## Exercise aim
The lines to be set down run from the line containing "of the winding" through the final line of the data below; print them exactly and print nothing else.

* Begin Data to process *

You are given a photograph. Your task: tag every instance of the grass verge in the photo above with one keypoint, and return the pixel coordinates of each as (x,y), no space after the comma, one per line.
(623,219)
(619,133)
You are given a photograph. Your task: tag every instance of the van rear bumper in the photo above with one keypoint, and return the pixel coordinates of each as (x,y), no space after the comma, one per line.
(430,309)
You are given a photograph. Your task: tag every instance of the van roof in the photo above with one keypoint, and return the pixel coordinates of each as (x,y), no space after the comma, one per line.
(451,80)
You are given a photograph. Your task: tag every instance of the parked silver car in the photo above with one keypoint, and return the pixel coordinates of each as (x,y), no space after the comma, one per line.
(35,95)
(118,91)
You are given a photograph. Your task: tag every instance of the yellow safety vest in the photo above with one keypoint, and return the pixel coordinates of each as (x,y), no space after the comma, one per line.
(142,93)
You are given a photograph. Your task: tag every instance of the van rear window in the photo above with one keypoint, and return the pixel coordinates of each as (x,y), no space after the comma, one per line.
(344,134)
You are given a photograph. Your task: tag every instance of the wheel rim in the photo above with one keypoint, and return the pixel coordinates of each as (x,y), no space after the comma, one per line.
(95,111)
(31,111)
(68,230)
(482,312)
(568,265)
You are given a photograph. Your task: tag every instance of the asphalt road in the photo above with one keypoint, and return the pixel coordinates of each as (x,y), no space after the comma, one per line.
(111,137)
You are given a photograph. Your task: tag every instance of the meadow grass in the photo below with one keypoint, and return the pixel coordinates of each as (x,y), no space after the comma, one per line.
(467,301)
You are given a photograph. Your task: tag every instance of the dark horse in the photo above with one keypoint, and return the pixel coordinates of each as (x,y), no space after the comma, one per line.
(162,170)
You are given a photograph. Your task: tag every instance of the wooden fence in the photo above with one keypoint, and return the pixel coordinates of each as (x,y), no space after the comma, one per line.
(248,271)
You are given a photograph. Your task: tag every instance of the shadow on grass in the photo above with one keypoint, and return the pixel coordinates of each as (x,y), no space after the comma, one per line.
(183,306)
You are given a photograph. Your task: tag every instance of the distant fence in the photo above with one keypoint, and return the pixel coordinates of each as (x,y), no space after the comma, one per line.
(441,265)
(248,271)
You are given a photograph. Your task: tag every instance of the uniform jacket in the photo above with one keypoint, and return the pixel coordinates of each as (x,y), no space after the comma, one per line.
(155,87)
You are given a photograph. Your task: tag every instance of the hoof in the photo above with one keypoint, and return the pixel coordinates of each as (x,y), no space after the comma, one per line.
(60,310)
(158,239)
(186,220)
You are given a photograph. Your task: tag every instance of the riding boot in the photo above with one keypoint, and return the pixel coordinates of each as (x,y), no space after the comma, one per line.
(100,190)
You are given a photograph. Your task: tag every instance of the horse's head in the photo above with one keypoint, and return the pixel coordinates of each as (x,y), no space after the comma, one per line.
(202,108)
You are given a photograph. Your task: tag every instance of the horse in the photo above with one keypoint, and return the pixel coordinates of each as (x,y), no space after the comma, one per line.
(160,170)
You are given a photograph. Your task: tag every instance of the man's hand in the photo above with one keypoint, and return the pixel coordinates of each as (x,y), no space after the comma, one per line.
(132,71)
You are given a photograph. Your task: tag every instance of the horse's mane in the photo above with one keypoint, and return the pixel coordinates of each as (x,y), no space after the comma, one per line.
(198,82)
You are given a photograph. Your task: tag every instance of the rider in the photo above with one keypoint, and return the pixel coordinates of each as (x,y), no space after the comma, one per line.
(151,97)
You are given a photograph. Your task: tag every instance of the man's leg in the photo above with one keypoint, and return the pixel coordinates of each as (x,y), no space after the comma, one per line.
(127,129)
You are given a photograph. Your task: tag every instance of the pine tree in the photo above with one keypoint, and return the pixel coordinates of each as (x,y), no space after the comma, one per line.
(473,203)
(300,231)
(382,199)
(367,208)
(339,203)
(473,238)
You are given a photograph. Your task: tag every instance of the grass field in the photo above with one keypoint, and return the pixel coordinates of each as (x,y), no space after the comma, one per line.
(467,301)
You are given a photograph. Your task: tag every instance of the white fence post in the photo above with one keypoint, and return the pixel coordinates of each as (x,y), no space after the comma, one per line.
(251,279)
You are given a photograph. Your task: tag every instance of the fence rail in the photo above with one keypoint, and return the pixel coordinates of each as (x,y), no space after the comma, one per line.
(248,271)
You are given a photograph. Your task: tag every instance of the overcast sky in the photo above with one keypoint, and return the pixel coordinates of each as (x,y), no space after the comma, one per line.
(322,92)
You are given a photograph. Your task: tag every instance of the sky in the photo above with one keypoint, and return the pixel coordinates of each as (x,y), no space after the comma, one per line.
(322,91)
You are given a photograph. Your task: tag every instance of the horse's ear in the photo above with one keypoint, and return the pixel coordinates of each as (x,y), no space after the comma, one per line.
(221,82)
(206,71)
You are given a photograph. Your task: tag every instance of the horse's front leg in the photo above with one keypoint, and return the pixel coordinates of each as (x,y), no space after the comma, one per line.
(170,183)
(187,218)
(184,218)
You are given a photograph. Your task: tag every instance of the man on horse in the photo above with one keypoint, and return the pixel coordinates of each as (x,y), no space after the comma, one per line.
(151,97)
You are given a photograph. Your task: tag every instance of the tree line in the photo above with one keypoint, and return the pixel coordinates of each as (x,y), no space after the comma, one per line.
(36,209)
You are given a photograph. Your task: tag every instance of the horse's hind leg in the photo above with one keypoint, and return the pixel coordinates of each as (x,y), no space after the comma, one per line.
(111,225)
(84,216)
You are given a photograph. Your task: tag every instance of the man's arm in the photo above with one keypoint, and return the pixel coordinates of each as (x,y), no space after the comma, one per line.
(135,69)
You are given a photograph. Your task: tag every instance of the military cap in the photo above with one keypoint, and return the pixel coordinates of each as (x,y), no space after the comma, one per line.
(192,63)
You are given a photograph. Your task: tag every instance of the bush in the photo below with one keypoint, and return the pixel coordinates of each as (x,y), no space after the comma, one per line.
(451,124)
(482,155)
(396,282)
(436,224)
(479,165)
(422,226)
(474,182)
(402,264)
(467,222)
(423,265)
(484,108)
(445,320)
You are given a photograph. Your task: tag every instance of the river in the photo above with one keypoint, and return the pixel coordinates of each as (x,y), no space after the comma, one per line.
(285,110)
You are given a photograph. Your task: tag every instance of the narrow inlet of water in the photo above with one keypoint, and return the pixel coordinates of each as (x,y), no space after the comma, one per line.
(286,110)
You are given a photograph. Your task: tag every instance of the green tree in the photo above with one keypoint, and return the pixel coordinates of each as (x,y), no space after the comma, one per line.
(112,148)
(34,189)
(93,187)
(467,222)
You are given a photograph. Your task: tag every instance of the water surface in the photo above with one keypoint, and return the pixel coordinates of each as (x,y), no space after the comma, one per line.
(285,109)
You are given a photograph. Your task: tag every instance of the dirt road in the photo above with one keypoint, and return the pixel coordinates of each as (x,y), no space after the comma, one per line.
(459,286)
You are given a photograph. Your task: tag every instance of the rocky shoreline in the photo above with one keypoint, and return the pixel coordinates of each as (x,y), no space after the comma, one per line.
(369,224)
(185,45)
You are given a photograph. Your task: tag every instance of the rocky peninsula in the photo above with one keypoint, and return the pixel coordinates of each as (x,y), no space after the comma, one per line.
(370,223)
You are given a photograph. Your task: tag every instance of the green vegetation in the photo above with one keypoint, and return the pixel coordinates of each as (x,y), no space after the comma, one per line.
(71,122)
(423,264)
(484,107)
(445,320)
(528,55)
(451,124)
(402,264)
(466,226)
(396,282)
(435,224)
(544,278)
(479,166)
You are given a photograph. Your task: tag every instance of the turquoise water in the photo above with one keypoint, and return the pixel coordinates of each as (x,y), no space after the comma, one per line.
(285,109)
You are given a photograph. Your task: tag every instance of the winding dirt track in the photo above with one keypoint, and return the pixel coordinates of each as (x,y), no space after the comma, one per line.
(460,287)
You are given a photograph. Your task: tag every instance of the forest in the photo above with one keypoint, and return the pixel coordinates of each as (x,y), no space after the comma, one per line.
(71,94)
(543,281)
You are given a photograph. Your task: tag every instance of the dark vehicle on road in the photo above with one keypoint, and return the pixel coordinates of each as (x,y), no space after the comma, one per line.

* End Data to process *

## Answer to the task
You are given a photograph. Your task: tag every instance of the winding dirt track in the photo above with one keypoint, and return the pixel coordinates of each as (x,y), no space after the comma, one per line.
(460,287)
You are given a photograph. Your task: tag every instance of the forest in the photo above with one keypoint, and return the pixel coordinates of each as (x,y), no space after the comma, one per line.
(71,94)
(543,281)
You are given a photograph. Your task: tag every instance of the dark vehicle on road in the photo above with one keypoint, and return the pixel coordinates of each as (x,y), no space after the comma, one per line.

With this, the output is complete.